Which lines in the entries below contain the string "boat"? Show each of them in full.
━━━━━ Data for processing ━━━━━
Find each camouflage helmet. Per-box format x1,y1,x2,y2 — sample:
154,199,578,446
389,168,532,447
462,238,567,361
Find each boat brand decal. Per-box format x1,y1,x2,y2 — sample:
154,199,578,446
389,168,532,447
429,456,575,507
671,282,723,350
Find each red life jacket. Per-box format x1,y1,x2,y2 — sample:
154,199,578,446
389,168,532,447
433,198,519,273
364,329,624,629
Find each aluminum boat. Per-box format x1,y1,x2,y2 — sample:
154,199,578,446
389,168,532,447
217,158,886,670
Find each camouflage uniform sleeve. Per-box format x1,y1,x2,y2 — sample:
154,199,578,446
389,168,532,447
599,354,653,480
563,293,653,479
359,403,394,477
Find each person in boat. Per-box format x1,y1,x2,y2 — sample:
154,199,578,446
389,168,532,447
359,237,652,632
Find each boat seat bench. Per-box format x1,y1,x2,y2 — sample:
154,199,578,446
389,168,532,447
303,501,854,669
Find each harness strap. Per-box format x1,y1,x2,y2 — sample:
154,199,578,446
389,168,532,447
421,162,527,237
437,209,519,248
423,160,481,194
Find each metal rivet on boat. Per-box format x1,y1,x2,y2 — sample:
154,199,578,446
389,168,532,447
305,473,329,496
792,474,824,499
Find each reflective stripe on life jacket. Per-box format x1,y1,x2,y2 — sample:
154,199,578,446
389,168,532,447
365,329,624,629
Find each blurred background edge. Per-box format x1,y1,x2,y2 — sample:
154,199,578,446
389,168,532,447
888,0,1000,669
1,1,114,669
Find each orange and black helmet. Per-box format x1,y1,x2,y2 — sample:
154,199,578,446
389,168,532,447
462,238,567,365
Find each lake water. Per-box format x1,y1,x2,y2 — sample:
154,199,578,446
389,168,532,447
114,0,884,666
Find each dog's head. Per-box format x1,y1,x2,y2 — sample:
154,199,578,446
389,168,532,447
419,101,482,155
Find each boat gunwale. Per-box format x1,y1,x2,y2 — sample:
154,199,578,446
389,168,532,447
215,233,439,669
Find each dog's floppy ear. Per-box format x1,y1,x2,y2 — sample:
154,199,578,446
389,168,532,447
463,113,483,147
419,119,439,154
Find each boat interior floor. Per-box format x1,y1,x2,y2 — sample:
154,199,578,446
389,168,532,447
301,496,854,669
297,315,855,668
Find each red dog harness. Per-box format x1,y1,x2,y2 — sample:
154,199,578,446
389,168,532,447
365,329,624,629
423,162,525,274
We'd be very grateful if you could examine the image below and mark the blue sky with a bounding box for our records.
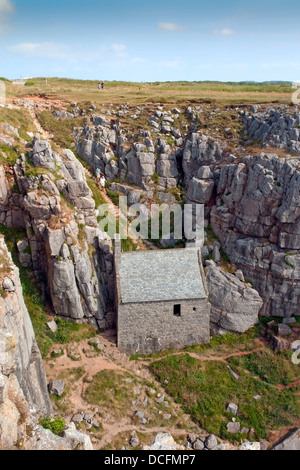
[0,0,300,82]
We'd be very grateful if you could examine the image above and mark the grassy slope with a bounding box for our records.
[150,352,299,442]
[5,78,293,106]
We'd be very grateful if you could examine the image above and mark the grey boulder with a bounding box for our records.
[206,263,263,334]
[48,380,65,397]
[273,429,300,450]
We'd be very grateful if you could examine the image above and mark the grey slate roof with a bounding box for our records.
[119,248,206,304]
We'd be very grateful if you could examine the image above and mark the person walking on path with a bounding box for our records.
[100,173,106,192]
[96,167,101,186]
━━━━━
━━━━━ Data for processing ━━━━━
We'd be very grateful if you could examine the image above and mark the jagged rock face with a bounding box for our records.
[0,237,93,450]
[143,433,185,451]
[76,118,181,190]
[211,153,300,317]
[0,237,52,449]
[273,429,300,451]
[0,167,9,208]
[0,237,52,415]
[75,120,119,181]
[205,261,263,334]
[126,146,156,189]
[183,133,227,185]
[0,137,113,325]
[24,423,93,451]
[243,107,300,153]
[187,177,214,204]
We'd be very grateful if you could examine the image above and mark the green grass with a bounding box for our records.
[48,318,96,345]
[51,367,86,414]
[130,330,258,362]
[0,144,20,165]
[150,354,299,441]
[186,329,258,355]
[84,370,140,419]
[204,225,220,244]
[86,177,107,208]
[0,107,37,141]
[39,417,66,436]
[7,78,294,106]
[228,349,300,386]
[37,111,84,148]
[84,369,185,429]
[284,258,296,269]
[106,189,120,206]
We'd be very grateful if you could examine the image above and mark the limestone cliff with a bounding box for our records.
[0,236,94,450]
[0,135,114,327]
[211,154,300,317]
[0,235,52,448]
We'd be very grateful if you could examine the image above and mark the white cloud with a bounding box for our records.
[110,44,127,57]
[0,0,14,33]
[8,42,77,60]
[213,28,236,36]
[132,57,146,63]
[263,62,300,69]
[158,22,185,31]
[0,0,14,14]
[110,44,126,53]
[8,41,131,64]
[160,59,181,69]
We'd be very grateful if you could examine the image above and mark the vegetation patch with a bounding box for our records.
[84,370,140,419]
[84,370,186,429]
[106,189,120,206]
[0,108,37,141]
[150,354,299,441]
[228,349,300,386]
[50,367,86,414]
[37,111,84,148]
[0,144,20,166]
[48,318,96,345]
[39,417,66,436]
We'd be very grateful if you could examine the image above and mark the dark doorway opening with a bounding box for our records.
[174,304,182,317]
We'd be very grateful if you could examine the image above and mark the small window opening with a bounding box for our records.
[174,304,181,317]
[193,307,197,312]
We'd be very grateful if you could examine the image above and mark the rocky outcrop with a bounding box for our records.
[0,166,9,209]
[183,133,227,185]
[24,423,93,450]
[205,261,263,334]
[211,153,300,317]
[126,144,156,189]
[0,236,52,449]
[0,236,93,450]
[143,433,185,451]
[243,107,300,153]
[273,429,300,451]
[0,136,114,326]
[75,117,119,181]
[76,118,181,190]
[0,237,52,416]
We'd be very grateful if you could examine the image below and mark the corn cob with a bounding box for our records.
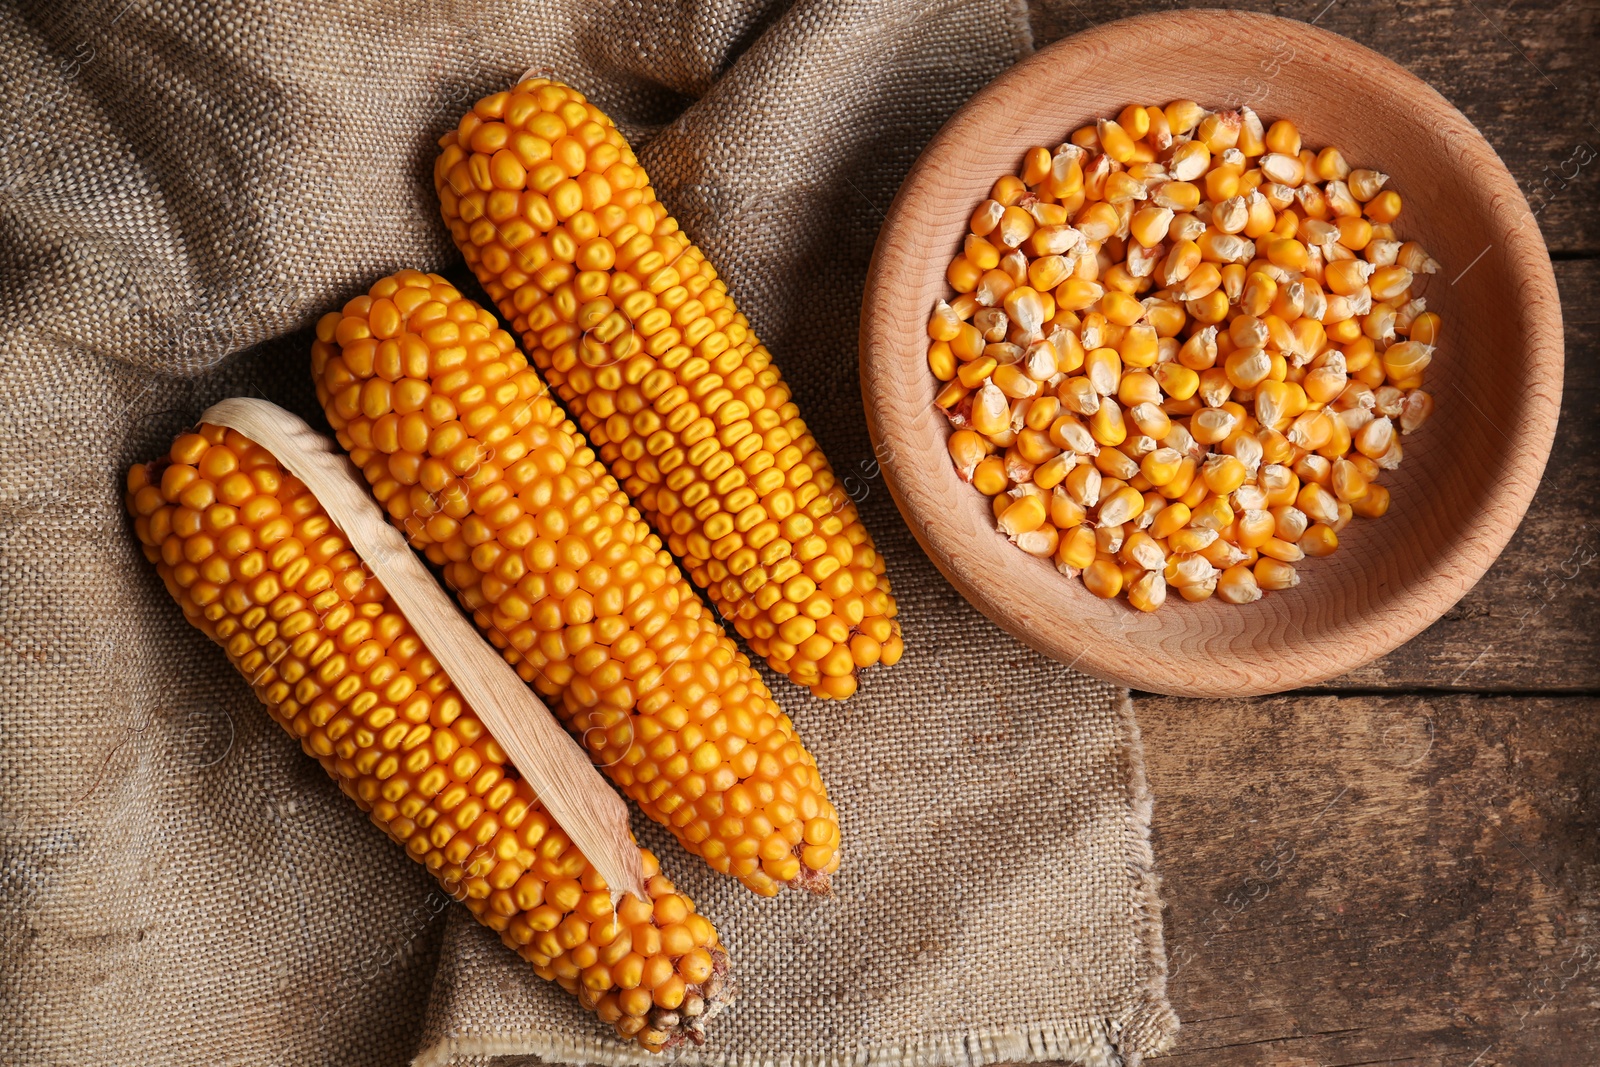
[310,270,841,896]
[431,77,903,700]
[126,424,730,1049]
━━━━━
Written answer:
Find each boat brand decal. Per-box format x1,y1,x2,y2 — sample:
Find each aluminum boat. Per-box format x1,y1,x2,y2 — sample:
Find each person in boat. Per-box format x1,y1,x2,y2 — sample:
Find each boat seat bench. Per-box format x1,y1,x2,y2 — sample:
Find each metal rivet on boat. Per-box format x1,y1,x2,y2 — sample:
Find each boat gunwale. Per-box format x1,y1,x2,y2 — sample:
Find each boat interior floor. Per-box format x1,y1,x2,y2 — sample:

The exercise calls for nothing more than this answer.